Task to carry out – Could you reproduce every one of the entries below word for word, omitting the pictures from your answer?

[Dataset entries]

┄┄┄┄┄┄

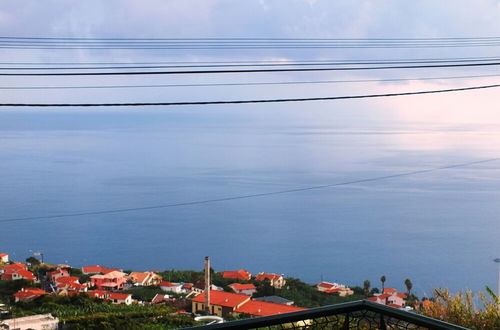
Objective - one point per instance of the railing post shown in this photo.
(346, 322)
(382, 323)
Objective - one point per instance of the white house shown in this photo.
(40, 321)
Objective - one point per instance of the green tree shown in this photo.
(383, 279)
(409, 286)
(366, 287)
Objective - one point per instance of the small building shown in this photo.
(237, 274)
(275, 299)
(262, 308)
(160, 298)
(12, 267)
(88, 270)
(20, 274)
(171, 287)
(34, 322)
(144, 278)
(113, 280)
(339, 289)
(28, 294)
(120, 298)
(221, 303)
(276, 281)
(248, 289)
(54, 275)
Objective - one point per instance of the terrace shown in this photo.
(362, 314)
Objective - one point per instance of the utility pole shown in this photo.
(207, 285)
(497, 260)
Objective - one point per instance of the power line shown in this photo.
(229, 65)
(253, 70)
(232, 198)
(327, 98)
(244, 84)
(351, 61)
(240, 43)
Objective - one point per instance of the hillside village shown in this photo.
(233, 293)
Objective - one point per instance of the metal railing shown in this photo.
(362, 314)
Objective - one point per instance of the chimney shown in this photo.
(207, 285)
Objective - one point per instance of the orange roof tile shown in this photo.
(238, 274)
(270, 277)
(239, 286)
(262, 308)
(222, 298)
(119, 296)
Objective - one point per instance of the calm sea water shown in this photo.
(438, 229)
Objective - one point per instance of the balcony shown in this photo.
(362, 314)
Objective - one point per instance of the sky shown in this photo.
(256, 19)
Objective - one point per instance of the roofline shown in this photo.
(347, 307)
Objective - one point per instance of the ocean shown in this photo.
(438, 228)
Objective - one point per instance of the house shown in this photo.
(20, 274)
(340, 289)
(393, 299)
(221, 303)
(263, 308)
(248, 289)
(144, 278)
(40, 321)
(88, 270)
(54, 275)
(120, 298)
(113, 280)
(28, 294)
(98, 294)
(12, 267)
(276, 281)
(237, 275)
(160, 298)
(225, 303)
(70, 284)
(171, 287)
(275, 299)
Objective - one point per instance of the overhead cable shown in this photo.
(327, 98)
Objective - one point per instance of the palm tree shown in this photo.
(366, 287)
(409, 285)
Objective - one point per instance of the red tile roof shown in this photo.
(168, 284)
(24, 273)
(262, 308)
(29, 293)
(270, 277)
(325, 285)
(119, 296)
(238, 274)
(15, 266)
(222, 298)
(91, 269)
(67, 279)
(240, 287)
(394, 305)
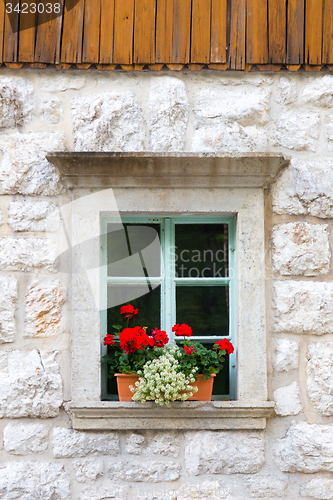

┄┄┄┄┄┄

Finished exercise –
Objective - one point per instance of the railing post shown in this photo.
(346, 322)
(382, 323)
Objective - one point per instance of the white house shown in this photo.
(40, 321)
Objective - one point per instance of the green tree shown in this photo.
(383, 279)
(409, 286)
(366, 287)
Objective - one point per instance of the small building shown in this photo.
(237, 274)
(275, 299)
(262, 308)
(160, 298)
(12, 267)
(88, 270)
(20, 274)
(171, 287)
(34, 322)
(144, 278)
(113, 280)
(339, 289)
(28, 294)
(120, 298)
(221, 303)
(276, 281)
(248, 289)
(54, 275)
Objective - one point per instance of the terrace shown in this photo.
(362, 314)
Objective - one point per instance of the utility pole shown in this photo.
(207, 285)
(497, 260)
Objective - one point per instance of the power line shown in this photo.
(229, 65)
(253, 70)
(232, 198)
(327, 98)
(244, 84)
(351, 61)
(240, 43)
Objective - one point per instance of the hillside village shown in this photo.
(233, 293)
Objective - one point per instance of the metal railing shown in this photo.
(362, 314)
Objective - one point per instance of the chimney shown in this photo.
(207, 285)
Objective - one point per instance of the orange roof tile shown in this photo.
(238, 274)
(270, 277)
(239, 286)
(262, 308)
(222, 298)
(119, 296)
Objective - one point per instance of the calm sea water shown in this photo.
(438, 229)
Objective - one point per instance of the balcony shown in this photo.
(362, 314)
Objective - one point per instance of the sky shown in this photo.
(256, 19)
Objective - one point per instance of the roofline shown in this photo.
(347, 307)
Objective - one point per instance of the ocean shown in this photo.
(438, 228)
Objective - one point per instance of the house shown in this photo.
(20, 274)
(340, 289)
(393, 299)
(221, 303)
(263, 308)
(248, 289)
(144, 278)
(40, 321)
(88, 270)
(54, 275)
(120, 298)
(113, 280)
(28, 294)
(98, 294)
(12, 267)
(276, 281)
(237, 275)
(160, 298)
(225, 303)
(70, 284)
(171, 287)
(275, 299)
Objective - one point per instance of the overhead cable shown in this photo.
(327, 98)
Objective - one point per instance of the palm tree shown in this photo.
(366, 287)
(409, 285)
Objective - one point per instance of the red tile roof shown in this photo.
(168, 284)
(24, 273)
(262, 308)
(29, 293)
(270, 277)
(325, 285)
(119, 296)
(238, 274)
(15, 266)
(222, 298)
(91, 269)
(67, 279)
(240, 287)
(394, 305)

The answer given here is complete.